* **WHAT IS BEING ASKED**
Turn the stretch of data from the line containing "Would you be able to pick out the swimmer's forearm" through the end of the data into a Markdown table with the columns Row and Line. Give each line its own numbered row and omit blank lines.

* **AVAILABLE DATA**

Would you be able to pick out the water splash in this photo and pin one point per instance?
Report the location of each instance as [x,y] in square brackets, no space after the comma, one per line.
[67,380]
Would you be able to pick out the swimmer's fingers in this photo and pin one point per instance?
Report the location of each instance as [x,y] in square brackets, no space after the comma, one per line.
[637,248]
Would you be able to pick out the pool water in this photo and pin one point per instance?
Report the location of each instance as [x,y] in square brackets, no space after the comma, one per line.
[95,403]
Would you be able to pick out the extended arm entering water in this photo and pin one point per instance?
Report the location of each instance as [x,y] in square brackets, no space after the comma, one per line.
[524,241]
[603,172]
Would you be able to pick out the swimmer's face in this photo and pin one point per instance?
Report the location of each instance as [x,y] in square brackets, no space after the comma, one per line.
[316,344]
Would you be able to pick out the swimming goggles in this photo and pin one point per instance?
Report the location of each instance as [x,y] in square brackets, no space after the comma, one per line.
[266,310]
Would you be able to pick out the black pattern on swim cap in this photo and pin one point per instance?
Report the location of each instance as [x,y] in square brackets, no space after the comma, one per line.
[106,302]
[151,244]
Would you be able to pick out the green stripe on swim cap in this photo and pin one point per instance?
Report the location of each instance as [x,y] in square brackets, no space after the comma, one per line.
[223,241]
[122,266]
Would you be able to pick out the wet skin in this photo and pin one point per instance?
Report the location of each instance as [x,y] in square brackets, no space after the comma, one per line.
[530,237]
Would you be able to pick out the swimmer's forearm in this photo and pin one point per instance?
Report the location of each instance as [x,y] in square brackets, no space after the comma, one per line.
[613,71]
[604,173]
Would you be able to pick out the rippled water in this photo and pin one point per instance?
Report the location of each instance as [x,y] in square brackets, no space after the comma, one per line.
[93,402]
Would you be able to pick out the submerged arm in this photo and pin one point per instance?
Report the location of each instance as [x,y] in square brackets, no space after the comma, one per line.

* **FINISHED EXERCISE**
| Row | Line |
|---|---|
| 1 | Would you be able to pick out the swimmer's forearm in this photo and pin one point per instance? |
| 2 | Report the location of each instance as [x,y] in square brackets, no space after the comma, one per line. |
| 3 | [613,71] |
| 4 | [604,173] |
| 5 | Would you be able to pick out the rippled water in this photo and pin one point per instance? |
| 6 | Report the location of each instance as [x,y] in square brackets, no space after the comma, one per line. |
| 7 | [93,402] |
| 8 | Would you be able to pick out the submerged arm in this photo and pin one point per instance? |
| 9 | Report the location of each instance as [x,y] in square brackets, no space after the comma, one per line. |